** start MATERIAL FOR THE TASK **
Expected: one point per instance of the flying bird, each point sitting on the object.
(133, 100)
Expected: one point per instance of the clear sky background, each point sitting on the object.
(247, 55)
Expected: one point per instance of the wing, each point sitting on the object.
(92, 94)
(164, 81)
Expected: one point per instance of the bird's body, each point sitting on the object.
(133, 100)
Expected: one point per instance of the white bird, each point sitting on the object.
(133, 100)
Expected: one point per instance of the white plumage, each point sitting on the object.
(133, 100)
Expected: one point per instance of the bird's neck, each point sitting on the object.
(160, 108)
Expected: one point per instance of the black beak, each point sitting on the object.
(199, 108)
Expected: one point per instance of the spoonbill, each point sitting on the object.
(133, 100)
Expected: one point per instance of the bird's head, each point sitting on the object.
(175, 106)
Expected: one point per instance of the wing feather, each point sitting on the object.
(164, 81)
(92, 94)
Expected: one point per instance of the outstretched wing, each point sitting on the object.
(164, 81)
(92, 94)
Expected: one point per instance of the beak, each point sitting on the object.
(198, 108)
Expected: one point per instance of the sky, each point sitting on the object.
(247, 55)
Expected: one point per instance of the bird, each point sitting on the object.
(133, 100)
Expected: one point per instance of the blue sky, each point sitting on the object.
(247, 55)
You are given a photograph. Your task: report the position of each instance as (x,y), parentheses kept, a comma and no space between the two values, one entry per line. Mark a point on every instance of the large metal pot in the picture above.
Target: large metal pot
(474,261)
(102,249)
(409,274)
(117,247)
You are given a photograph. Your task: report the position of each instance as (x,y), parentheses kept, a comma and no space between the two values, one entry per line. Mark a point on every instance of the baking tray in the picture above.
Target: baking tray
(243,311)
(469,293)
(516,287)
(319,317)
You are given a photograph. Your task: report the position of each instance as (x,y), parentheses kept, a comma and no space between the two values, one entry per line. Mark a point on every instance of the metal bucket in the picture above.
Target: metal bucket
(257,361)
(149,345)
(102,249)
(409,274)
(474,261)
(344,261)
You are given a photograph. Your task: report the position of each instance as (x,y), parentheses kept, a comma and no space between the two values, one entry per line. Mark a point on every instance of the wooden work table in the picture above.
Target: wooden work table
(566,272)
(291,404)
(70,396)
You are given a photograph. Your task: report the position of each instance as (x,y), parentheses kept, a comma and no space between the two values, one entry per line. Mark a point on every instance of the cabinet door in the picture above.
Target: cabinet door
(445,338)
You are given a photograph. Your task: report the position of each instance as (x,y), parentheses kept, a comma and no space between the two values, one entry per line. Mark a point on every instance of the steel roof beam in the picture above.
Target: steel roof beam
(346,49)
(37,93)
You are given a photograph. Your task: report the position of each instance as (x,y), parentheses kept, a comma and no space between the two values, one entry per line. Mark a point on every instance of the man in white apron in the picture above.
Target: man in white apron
** end MATERIAL FOR THE TASK **
▸ OBJECTIVE
What do the records say? Quote them all exactly.

▸ FINISHED EXERCISE
Expected: one point per instance of the flying bird, each point sitting on the object.
(133, 100)
Expected: one point per instance of the clear sky background, each point sitting on the object.
(247, 55)
Expected: one point per instance of the wing, each point sitting on the object.
(92, 94)
(164, 81)
Expected: one point per instance of the bird's body, each point sitting on the object.
(133, 100)
Expected: one point per instance of the white bird, each point sitting on the object.
(133, 100)
Expected: one point per instance of the white plumage, each point sitting on the object.
(133, 100)
Expected: one point per instance of the bird's neck, each point sitting on the object.
(160, 108)
Expected: one point per instance of the black beak, each point sitting on the object.
(199, 108)
Expected: one point per instance of the spoonbill, each point sitting on the object.
(133, 100)
Expected: one point per instance of the bird's head, each point sitting on the object.
(175, 106)
Expected: one point per instance of the wing feather, each point sitting on the object.
(164, 81)
(92, 94)
Expected: one point per instance of the outstretched wing, each point sitting on the object.
(164, 81)
(92, 94)
Expected: one point per instance of the beak, each point sitting on the object.
(198, 108)
Expected: one point per instance of the sky, each point sitting on the object.
(247, 55)
Expected: one point per instance of the bird, each point sitting on the object.
(133, 100)
Expected: one point per instance of the blue sky, each point sitting on the object.
(247, 55)
You are given a photograph. Your task: report the position of each instance as (x,y), parentheses kept, a comma and no space between the two values, one entry per line. Mark a point on every instance of the large metal pot in the picture above.
Target: large metal pot
(474,261)
(102,249)
(409,274)
(117,247)
You are given a photograph. Your task: report the position of each instance as (x,y), parentheses kept, a comma and no space between the two values, one entry per line. Mark a point on every instance of the baking tray in the picture above.
Target: baking tray
(243,311)
(469,293)
(516,287)
(319,317)
You are given a photograph. Your task: report the position of each instance as (x,y), parentheses kept, a comma and no space between the two values, one entry per line. Mark a point on every instance of the metal bucket in the picture above.
Target: metal bucket
(257,361)
(149,345)
(102,249)
(409,274)
(474,261)
(344,261)
You are given a photograph. Your task: report the position of each instance as (x,y), parentheses kept, a comma and no space between the two values, one entry per line. Mark a point on every instance of the wooden work table in the picture above.
Target: wooden work table
(566,272)
(291,404)
(70,396)
You are given a photograph. Your task: report the position of each instance as (x,y), parentheses kept, a comma and no space between the two values, one entry per line. Mark a point on every instance of the cabinet door in the picture above.
Target: cabinet door
(445,338)
You are given a photograph. Your task: report the position of each instance as (x,y), parentheses kept, a comma and no space between the two values, one entry per line. Mark a point on every instance of the steel roof beam in the picture above.
Target: steel roof beam
(346,49)
(37,93)
You are given a photograph. Your task: report the position of each instance as (x,y), parentheses kept, a comma and no space between the two values, one entry per line. Mark a point on every instance of the man in white apron in the picture above.
Target: man in white apron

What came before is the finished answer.